By Saul McLeod, published 2018


Lorenz (1935) took a large clutch of goose eggs and kept them until they were about to hatch out.  Half of the eggs were then placed under a goose mother, while Lorenz kept the other half beside himself for several hours.

When the geese hatched Lorenz imitated a mother duck's quacking sound, upon which the young birds regarded him as their mother and followed him accordingly.  The other group followed the mother goose.

Lorenz found that geese follow the first moving object they see, during a 12-17 hour critical period after hatching.  This process is known as imprinting, and suggests that attachment is innate and programmed genetically.

Imprinting has consequences, both for short-term survival, and in the longer term forming internal templates for later relationships.  Imprinting occurs without any feeding taking place.  If no attachment has developed within 32 hours, it’s unlikely any attachment will ever develop.

To ensure imprinting had occurred Lorenz put all the goslings together under an upturned box and allowed them to mix.  When the box was removed the two groups separated to go to their respective 'mothers' - half to the goose, and half to Lorenz.

Imprinting does not appear to be active immediately after hatching, although there seems to be a critical period during which imprinting can occur.

Hess (1958) showed that although the imprinting process could occur as early as one hour after hatching, the strongest responses occurred between 12 and 17 hours after hatching, and that after 32 hours the response was unlikely to occur at all.

Lorenz and Hess believe that once imprinting has occurred, it cannot be reversed, nor can a gosling imprint on anything else.

References

Hess, E. H. (1958). Imprinting in animals. Scientific American, 198(3), 81-90.

Lorenz, K. (1935). Der Kumpan in der Umwelt des Vogels. Der Artgenosse als auslösendes Moment sozialer Verhaltensweisen. Journal für Ornithologie, 83, 137–215, 289–413.

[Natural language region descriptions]
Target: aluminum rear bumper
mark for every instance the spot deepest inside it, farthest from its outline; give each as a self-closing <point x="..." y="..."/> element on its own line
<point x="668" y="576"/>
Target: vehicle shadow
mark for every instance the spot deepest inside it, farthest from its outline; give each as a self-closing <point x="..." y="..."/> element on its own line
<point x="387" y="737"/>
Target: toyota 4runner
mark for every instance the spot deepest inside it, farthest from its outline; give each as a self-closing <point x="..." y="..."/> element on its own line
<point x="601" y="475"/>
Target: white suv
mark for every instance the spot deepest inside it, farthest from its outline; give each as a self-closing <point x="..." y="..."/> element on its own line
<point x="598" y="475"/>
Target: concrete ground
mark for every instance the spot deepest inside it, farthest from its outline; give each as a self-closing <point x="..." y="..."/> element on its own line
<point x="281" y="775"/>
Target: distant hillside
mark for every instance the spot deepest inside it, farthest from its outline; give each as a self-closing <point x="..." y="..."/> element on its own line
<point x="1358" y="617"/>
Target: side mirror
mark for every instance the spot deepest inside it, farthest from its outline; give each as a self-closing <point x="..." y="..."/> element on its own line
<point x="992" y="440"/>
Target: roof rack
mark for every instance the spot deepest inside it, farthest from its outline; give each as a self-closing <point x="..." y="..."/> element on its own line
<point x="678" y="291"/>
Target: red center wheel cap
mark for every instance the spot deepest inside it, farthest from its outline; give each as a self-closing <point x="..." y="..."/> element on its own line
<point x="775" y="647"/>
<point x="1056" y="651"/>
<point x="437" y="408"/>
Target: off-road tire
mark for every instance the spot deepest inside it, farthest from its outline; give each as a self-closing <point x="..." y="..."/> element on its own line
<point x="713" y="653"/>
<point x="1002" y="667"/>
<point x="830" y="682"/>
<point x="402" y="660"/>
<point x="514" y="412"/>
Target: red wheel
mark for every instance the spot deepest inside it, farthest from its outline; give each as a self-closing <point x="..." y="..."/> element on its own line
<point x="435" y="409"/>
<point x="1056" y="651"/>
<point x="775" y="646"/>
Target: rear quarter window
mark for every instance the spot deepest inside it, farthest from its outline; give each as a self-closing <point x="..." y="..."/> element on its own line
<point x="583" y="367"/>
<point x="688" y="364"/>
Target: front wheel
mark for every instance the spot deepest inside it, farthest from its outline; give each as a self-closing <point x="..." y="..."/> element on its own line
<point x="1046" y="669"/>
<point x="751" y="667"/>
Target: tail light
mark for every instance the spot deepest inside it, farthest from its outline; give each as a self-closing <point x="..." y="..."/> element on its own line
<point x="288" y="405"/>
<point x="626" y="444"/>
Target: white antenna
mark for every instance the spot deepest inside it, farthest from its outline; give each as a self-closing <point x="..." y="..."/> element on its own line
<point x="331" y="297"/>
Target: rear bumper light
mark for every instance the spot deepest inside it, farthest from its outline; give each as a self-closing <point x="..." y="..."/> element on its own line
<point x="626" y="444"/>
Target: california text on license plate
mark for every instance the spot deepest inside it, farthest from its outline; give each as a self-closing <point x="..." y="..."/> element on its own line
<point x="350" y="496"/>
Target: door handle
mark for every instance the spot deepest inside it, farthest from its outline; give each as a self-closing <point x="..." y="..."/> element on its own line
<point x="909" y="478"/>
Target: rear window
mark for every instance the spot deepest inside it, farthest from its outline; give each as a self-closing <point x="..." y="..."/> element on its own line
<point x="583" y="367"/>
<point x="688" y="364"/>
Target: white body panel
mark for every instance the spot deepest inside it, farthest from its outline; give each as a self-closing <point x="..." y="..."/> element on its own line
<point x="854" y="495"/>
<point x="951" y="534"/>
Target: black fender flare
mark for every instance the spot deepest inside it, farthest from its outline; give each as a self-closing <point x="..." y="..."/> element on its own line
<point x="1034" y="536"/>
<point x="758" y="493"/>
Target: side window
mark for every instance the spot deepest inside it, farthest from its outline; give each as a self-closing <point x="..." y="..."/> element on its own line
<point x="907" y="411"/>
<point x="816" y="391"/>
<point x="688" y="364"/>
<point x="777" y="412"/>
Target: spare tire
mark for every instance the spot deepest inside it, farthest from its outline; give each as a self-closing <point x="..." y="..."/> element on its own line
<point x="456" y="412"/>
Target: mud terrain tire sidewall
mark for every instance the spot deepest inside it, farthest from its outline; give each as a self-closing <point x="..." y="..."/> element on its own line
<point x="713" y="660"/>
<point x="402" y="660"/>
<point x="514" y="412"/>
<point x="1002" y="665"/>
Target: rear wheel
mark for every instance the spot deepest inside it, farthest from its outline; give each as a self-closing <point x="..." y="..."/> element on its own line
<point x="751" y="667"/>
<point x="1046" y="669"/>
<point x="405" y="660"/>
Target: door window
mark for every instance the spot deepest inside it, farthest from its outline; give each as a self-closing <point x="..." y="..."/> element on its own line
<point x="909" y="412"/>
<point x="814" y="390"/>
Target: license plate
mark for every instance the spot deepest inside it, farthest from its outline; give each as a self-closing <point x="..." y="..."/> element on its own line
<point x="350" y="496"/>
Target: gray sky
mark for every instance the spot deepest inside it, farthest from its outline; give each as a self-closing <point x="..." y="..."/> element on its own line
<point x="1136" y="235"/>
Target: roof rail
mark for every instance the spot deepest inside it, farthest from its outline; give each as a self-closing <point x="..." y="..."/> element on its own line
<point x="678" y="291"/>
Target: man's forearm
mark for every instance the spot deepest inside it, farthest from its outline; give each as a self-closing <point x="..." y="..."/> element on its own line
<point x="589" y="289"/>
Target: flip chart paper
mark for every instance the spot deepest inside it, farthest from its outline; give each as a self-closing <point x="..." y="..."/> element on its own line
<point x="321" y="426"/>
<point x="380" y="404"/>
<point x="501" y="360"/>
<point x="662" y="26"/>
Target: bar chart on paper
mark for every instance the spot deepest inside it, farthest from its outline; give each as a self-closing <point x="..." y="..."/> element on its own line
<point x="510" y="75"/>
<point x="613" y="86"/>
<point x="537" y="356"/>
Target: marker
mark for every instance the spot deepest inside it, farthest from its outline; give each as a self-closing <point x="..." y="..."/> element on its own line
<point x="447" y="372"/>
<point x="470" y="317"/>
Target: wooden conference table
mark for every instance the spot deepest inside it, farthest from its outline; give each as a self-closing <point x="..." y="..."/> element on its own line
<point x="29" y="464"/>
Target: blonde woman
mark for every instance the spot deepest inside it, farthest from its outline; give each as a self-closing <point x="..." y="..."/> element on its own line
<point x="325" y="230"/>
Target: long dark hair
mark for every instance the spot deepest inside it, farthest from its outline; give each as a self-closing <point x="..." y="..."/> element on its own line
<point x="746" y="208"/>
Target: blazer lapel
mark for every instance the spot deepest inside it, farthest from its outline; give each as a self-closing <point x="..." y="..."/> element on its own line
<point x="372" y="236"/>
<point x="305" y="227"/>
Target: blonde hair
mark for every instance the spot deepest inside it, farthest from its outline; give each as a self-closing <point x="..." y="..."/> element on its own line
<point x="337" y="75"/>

◆ **REQUIRED ACTION**: Swap "upturned box" for "overturned crate" in the passage on imprinting, and write out the text starting with "To ensure imprinting" and going on through "on anything else.".

◆ **FINISHED TASK**:
To ensure imprinting had occurred Lorenz put all the goslings together under an overturned crate and allowed them to mix.  When the box was removed the two groups separated to go to their respective 'mothers' - half to the goose, and half to Lorenz.

Imprinting does not appear to be active immediately after hatching, although there seems to be a critical period during which imprinting can occur.

Hess (1958) showed that although the imprinting process could occur as early as one hour after hatching, the strongest responses occurred between 12 and 17 hours after hatching, and that after 32 hours the response was unlikely to occur at all.

Lorenz and Hess believe that once imprinting has occurred, it cannot be reversed, nor can a gosling imprint on anything else.